Goal = From the entries below, keep only the lines that contain the word "water" and copy each of them unchanged.

Stored records =
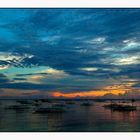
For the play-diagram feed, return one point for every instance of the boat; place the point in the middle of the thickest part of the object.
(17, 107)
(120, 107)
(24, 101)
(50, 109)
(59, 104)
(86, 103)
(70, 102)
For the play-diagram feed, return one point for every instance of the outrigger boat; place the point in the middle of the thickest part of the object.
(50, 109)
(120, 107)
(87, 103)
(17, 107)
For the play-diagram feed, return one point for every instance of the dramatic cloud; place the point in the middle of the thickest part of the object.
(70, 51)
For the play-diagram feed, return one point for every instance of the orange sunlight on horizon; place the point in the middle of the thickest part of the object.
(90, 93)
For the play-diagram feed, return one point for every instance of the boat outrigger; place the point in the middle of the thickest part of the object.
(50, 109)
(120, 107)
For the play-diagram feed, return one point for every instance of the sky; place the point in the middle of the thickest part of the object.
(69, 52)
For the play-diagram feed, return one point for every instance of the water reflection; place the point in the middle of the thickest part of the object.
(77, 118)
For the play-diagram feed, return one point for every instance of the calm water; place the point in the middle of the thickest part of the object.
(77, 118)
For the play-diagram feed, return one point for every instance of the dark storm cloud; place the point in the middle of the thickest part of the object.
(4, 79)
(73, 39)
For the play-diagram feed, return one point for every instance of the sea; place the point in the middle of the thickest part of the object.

==

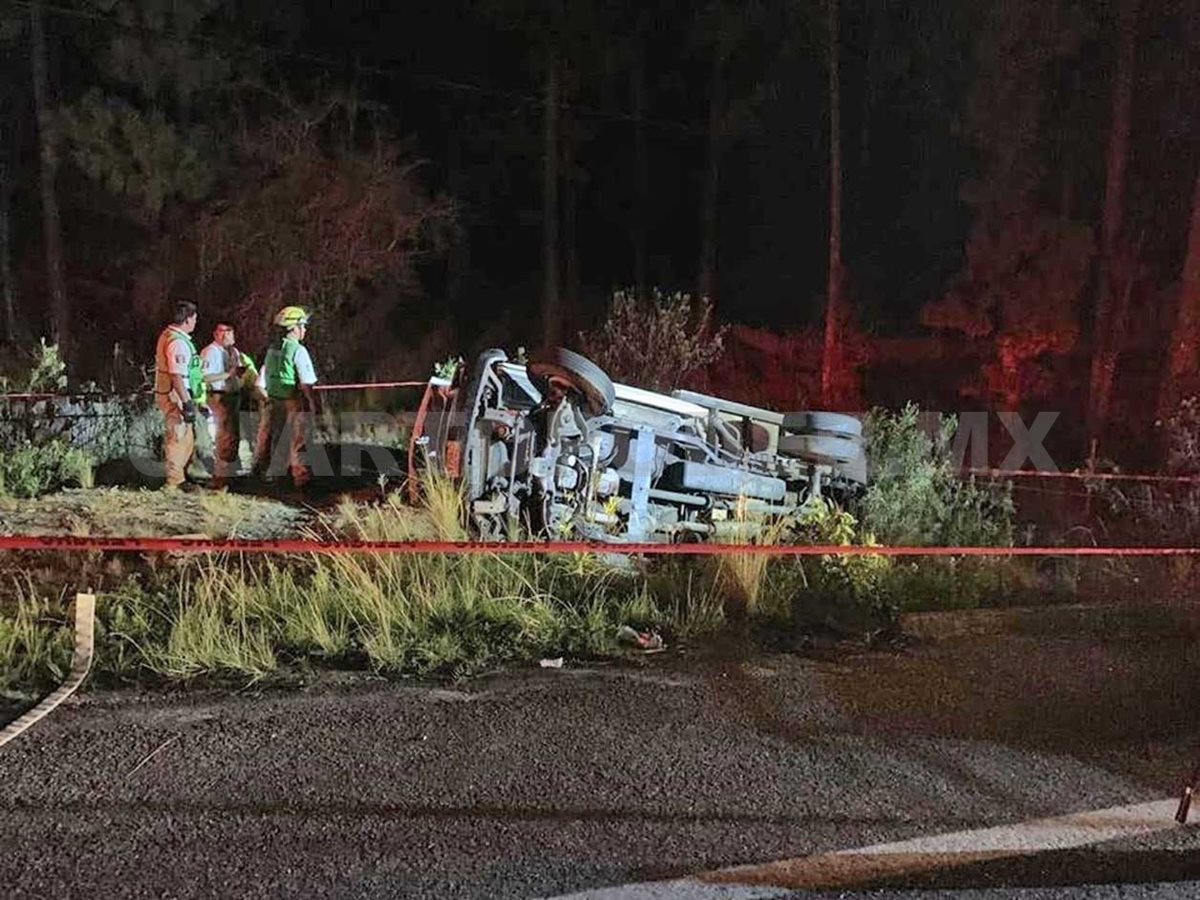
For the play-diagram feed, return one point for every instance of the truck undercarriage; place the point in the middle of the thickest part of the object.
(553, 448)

Solution to this exercise =
For the play-diagram feed, return one point for every instance of the water reflection; place the point in the middle of the thickest part of the object.
For the play-diagram feed, return one point for every instance of the calm water; place the point in the middle of the thickest part of the object.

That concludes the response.